• [Aim]: Reproduce word for word the lines of the entries below, starting at the line that contains "taillight with a single marker." and ending with the final line of the entries, both ends included.

• [Extracted information]:

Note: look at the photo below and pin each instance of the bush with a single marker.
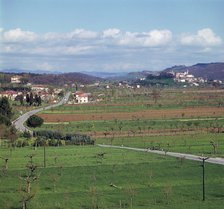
(5, 120)
(34, 121)
(56, 138)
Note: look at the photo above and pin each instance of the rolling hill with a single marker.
(213, 71)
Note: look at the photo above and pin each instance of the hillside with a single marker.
(53, 79)
(206, 70)
(61, 79)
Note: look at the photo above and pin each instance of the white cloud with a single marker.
(146, 39)
(44, 66)
(83, 34)
(158, 37)
(107, 50)
(17, 35)
(204, 37)
(111, 33)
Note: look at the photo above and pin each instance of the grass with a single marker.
(80, 179)
(199, 144)
(136, 125)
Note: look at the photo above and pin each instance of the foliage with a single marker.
(5, 120)
(5, 108)
(34, 121)
(70, 139)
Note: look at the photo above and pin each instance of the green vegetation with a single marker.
(137, 125)
(34, 121)
(81, 177)
(42, 172)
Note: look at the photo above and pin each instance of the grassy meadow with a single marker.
(92, 177)
(78, 177)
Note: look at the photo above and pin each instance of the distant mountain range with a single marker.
(213, 71)
(54, 79)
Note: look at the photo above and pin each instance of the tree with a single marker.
(5, 108)
(31, 99)
(19, 98)
(155, 95)
(34, 121)
(27, 98)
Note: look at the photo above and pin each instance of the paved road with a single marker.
(19, 122)
(213, 160)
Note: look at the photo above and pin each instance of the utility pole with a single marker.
(203, 176)
(44, 154)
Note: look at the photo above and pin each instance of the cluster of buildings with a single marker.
(185, 77)
(47, 94)
(80, 97)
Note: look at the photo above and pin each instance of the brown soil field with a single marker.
(147, 114)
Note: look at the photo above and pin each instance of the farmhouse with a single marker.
(40, 88)
(10, 94)
(81, 97)
(16, 79)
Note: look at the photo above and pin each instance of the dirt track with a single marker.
(148, 114)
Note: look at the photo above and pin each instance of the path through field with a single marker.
(212, 160)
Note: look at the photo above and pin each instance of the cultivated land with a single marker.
(187, 121)
(77, 177)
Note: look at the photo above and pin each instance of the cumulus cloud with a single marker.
(18, 35)
(109, 49)
(83, 34)
(111, 33)
(204, 37)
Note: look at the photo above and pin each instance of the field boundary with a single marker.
(219, 161)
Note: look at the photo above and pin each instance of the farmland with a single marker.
(77, 177)
(92, 177)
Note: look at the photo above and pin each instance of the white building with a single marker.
(16, 79)
(81, 97)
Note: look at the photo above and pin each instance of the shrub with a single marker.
(34, 121)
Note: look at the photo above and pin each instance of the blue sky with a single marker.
(109, 35)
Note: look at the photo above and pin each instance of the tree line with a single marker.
(30, 99)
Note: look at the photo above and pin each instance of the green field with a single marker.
(76, 177)
(134, 125)
(92, 177)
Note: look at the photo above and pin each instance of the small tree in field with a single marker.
(34, 121)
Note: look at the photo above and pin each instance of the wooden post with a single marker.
(203, 176)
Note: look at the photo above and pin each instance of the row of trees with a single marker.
(70, 139)
(30, 99)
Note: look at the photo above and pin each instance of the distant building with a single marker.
(16, 79)
(81, 97)
(39, 88)
(10, 94)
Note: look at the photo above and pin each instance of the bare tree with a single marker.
(5, 166)
(155, 95)
(215, 146)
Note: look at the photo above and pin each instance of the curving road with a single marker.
(19, 122)
(214, 160)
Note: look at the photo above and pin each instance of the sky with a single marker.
(109, 35)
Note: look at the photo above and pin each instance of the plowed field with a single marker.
(146, 114)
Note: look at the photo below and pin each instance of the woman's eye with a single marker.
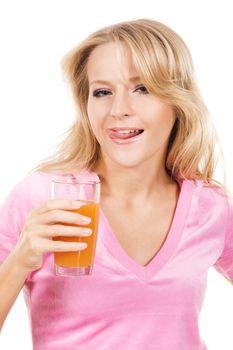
(99, 93)
(143, 89)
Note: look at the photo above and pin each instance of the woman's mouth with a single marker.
(124, 135)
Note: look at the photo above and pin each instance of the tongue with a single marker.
(116, 135)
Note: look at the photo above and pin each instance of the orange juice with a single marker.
(84, 257)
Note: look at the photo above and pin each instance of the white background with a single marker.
(36, 107)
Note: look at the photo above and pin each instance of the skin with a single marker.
(120, 104)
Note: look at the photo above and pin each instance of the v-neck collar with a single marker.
(169, 247)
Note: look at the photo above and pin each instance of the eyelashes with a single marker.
(102, 92)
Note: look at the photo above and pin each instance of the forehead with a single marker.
(111, 61)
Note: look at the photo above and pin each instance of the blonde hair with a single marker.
(165, 65)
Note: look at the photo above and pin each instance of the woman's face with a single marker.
(131, 125)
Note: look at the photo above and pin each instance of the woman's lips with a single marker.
(124, 135)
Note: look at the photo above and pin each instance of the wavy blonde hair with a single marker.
(165, 65)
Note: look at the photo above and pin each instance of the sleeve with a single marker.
(13, 212)
(224, 264)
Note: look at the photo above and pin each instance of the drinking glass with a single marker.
(88, 193)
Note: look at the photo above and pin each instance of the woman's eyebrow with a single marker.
(132, 79)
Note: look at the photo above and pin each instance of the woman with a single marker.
(144, 131)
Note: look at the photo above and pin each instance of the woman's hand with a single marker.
(52, 219)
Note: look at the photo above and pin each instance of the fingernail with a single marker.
(82, 245)
(87, 231)
(76, 204)
(86, 220)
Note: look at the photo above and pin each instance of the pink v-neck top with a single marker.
(124, 305)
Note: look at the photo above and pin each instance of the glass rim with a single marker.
(76, 181)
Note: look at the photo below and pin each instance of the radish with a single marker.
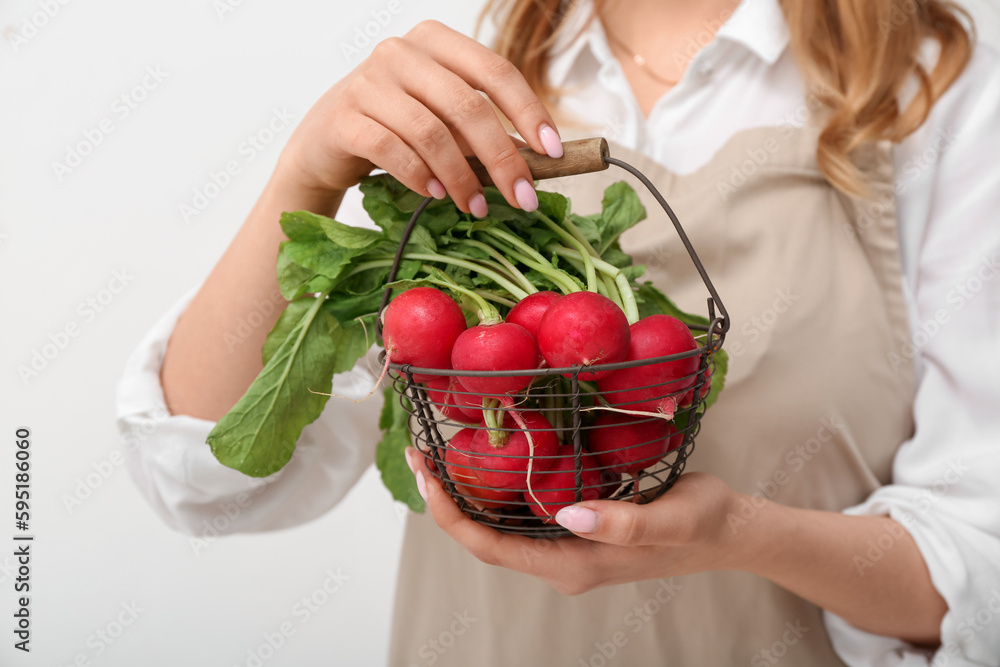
(462, 471)
(529, 311)
(583, 328)
(656, 387)
(505, 465)
(495, 347)
(556, 488)
(626, 444)
(420, 326)
(440, 391)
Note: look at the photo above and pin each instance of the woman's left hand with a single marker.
(683, 532)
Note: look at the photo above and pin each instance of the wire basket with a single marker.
(569, 404)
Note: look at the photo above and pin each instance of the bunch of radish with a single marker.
(509, 454)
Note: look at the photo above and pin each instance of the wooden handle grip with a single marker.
(579, 157)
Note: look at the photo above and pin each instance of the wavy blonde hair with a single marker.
(856, 56)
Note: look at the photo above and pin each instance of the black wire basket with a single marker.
(569, 404)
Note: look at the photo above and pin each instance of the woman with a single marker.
(845, 511)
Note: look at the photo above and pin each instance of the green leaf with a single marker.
(258, 435)
(296, 280)
(287, 322)
(389, 456)
(553, 205)
(620, 210)
(351, 340)
(355, 238)
(588, 228)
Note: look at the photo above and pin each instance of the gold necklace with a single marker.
(638, 59)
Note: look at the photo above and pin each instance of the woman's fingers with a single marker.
(484, 70)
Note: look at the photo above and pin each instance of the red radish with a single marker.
(440, 391)
(583, 328)
(506, 466)
(628, 444)
(495, 347)
(420, 327)
(556, 488)
(462, 471)
(656, 387)
(529, 311)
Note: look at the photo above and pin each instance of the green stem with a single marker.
(514, 290)
(488, 263)
(487, 314)
(365, 266)
(503, 261)
(562, 280)
(582, 249)
(621, 282)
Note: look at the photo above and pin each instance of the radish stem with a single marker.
(583, 249)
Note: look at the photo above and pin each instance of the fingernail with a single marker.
(422, 486)
(525, 195)
(577, 519)
(436, 189)
(550, 140)
(478, 206)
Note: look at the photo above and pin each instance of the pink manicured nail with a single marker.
(577, 519)
(478, 206)
(422, 486)
(525, 195)
(436, 189)
(550, 140)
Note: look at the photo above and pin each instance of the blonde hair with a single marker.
(856, 56)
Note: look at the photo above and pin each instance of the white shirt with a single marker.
(946, 479)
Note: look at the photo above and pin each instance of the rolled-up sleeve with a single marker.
(175, 471)
(945, 489)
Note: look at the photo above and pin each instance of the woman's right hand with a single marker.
(413, 109)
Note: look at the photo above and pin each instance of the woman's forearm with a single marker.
(214, 352)
(865, 569)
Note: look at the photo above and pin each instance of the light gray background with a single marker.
(61, 242)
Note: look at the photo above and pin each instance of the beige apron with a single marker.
(815, 406)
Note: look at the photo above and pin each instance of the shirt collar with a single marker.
(757, 25)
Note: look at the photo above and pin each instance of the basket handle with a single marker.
(582, 156)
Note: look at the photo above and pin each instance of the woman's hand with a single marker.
(700, 524)
(413, 108)
(683, 532)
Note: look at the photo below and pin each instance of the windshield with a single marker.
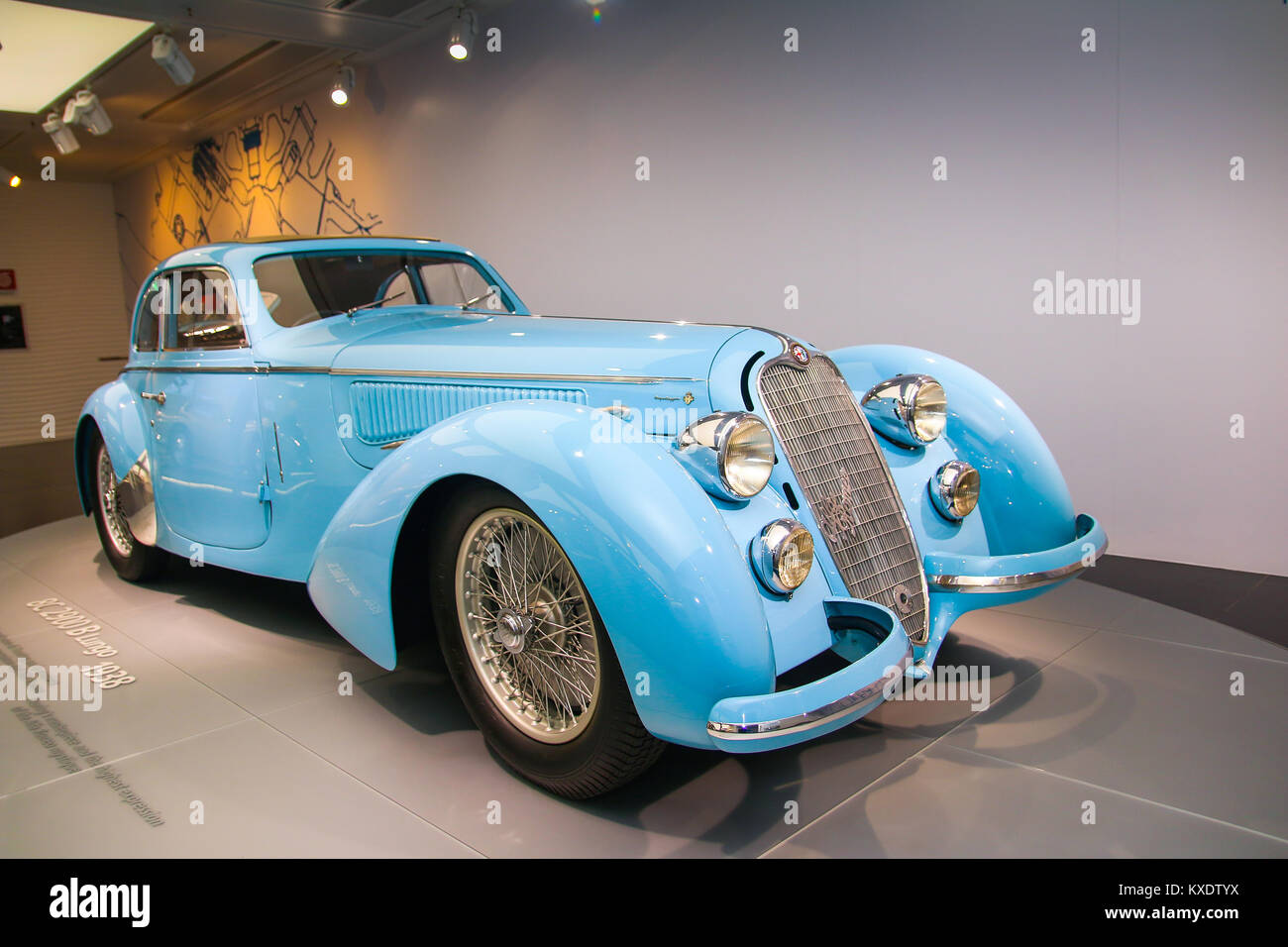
(304, 287)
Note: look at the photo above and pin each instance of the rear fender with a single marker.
(116, 414)
(669, 579)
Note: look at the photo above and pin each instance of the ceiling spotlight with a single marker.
(84, 108)
(462, 40)
(167, 55)
(63, 138)
(343, 85)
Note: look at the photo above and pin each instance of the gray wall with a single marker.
(814, 169)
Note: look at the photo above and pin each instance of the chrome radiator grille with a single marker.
(844, 476)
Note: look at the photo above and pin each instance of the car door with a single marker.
(209, 471)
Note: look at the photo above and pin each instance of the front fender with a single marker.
(665, 573)
(115, 411)
(1024, 501)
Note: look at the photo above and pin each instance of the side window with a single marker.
(201, 311)
(146, 329)
(458, 283)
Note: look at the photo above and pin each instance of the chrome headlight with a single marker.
(730, 454)
(782, 556)
(910, 410)
(954, 488)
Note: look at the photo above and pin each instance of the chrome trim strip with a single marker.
(400, 372)
(506, 375)
(1017, 582)
(204, 368)
(810, 719)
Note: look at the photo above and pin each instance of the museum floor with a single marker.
(1096, 696)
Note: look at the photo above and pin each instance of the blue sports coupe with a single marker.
(622, 532)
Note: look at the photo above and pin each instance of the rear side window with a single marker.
(303, 287)
(150, 317)
(198, 311)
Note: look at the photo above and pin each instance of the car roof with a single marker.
(267, 247)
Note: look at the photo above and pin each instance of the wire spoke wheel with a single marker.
(117, 530)
(527, 625)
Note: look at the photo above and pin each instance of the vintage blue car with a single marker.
(622, 532)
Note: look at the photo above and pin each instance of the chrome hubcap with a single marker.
(527, 625)
(117, 530)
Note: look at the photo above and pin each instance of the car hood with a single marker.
(533, 347)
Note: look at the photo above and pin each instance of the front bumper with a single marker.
(1020, 573)
(767, 722)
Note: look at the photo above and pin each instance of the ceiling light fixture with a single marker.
(167, 55)
(343, 85)
(84, 108)
(464, 29)
(63, 137)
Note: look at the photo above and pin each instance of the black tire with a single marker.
(141, 564)
(612, 748)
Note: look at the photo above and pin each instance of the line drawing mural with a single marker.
(269, 175)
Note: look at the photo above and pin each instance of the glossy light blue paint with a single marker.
(270, 467)
(656, 556)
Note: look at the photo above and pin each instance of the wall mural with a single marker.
(270, 174)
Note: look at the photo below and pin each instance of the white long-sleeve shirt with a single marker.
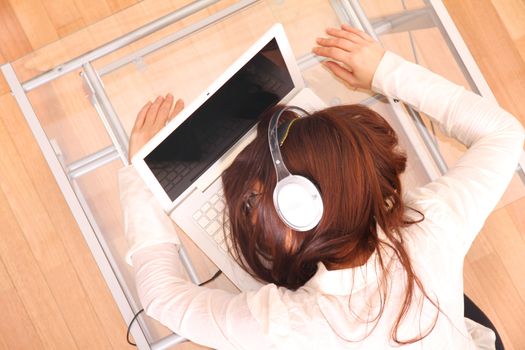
(321, 314)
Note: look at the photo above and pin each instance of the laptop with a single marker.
(182, 164)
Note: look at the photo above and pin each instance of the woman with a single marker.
(383, 268)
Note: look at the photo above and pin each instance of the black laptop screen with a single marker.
(221, 121)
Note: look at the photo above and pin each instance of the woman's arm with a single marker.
(472, 187)
(206, 316)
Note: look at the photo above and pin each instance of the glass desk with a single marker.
(81, 106)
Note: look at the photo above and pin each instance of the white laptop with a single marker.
(183, 163)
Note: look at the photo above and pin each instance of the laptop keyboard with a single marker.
(211, 218)
(169, 174)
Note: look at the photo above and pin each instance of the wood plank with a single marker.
(44, 241)
(35, 22)
(65, 16)
(118, 5)
(83, 282)
(475, 290)
(504, 299)
(16, 327)
(505, 236)
(27, 277)
(493, 50)
(93, 10)
(512, 13)
(14, 42)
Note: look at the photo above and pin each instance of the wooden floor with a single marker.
(51, 291)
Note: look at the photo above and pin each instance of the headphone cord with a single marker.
(212, 278)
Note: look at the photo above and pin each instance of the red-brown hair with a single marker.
(352, 155)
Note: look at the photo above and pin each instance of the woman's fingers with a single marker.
(357, 32)
(334, 53)
(153, 111)
(342, 44)
(164, 111)
(345, 35)
(141, 117)
(341, 72)
(179, 106)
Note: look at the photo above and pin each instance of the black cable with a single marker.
(217, 274)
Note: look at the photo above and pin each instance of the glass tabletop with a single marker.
(87, 113)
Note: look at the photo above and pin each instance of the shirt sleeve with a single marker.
(211, 317)
(471, 187)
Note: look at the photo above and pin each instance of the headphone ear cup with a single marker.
(298, 202)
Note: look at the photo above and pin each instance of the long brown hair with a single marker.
(352, 155)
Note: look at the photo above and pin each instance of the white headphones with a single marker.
(296, 199)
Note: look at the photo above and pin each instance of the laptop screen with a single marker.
(221, 121)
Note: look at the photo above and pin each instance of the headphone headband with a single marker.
(296, 199)
(273, 139)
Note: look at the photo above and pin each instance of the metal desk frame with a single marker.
(349, 11)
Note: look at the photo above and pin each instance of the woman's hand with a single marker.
(151, 118)
(357, 55)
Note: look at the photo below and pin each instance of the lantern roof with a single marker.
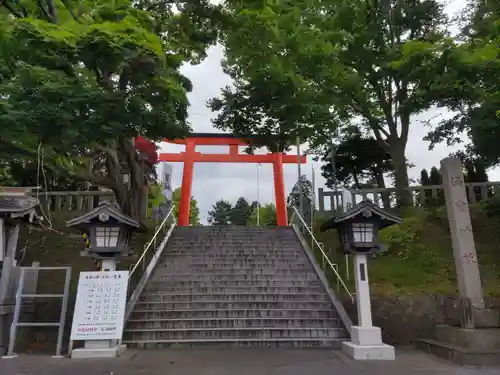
(103, 213)
(364, 210)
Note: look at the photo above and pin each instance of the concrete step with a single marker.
(234, 333)
(221, 265)
(235, 268)
(232, 297)
(251, 262)
(231, 323)
(285, 343)
(303, 313)
(224, 288)
(236, 305)
(235, 253)
(234, 258)
(233, 278)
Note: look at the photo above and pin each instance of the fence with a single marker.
(386, 198)
(68, 201)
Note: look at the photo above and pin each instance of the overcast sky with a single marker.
(229, 181)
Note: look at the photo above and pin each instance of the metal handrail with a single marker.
(153, 240)
(332, 266)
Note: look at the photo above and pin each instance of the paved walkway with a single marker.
(237, 362)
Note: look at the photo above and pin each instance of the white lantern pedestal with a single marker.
(366, 340)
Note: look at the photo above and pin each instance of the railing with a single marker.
(386, 197)
(69, 201)
(148, 261)
(324, 260)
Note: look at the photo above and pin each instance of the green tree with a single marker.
(304, 185)
(373, 61)
(80, 81)
(194, 211)
(221, 213)
(267, 216)
(424, 178)
(241, 212)
(471, 85)
(357, 159)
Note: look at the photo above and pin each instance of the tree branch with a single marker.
(52, 11)
(12, 9)
(40, 6)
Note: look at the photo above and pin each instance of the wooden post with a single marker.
(187, 184)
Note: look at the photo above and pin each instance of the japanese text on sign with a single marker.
(100, 305)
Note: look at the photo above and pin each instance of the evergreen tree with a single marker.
(241, 212)
(220, 214)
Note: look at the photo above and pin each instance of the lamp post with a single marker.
(109, 232)
(358, 231)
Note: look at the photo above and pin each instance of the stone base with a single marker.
(369, 352)
(85, 353)
(366, 335)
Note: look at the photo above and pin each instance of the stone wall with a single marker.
(405, 319)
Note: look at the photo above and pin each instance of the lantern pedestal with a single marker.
(366, 340)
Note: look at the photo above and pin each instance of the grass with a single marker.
(419, 257)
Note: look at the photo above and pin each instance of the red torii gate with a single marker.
(191, 156)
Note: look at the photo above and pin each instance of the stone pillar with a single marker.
(462, 237)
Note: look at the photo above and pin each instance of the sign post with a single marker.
(99, 314)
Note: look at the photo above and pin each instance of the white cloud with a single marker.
(230, 181)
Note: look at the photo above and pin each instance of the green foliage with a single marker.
(224, 213)
(79, 82)
(470, 86)
(419, 255)
(491, 207)
(358, 160)
(302, 186)
(221, 213)
(346, 59)
(241, 211)
(194, 211)
(266, 217)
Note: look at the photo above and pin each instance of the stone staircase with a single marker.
(237, 287)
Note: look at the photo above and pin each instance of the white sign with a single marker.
(100, 305)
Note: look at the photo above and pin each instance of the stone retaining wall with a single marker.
(405, 319)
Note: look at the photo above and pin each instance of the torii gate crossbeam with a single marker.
(191, 156)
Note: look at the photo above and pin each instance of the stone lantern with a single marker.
(109, 232)
(358, 231)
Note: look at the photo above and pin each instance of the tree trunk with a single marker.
(404, 196)
(379, 178)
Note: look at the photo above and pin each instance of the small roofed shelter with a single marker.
(16, 208)
(108, 229)
(358, 227)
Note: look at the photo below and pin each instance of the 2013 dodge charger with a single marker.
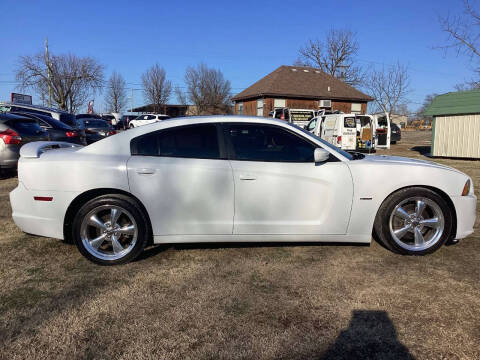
(217, 179)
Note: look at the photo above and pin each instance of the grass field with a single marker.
(260, 301)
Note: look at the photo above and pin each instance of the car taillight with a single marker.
(10, 137)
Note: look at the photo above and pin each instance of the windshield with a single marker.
(327, 144)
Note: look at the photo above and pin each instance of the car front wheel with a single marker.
(414, 221)
(111, 229)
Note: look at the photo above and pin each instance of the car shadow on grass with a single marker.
(370, 335)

• [Output below]:
Note: look at the photo above and pin each instance of the car taillight with a single marker.
(10, 137)
Note: look at the photo above and pin each instance of the windshield with a single marker.
(327, 144)
Note: look at the photo above and pin each instance of the car front wheel with a single marker.
(414, 221)
(111, 229)
Note: look at the photo above and pin each instance of the car shadow on grass with a single marker.
(370, 335)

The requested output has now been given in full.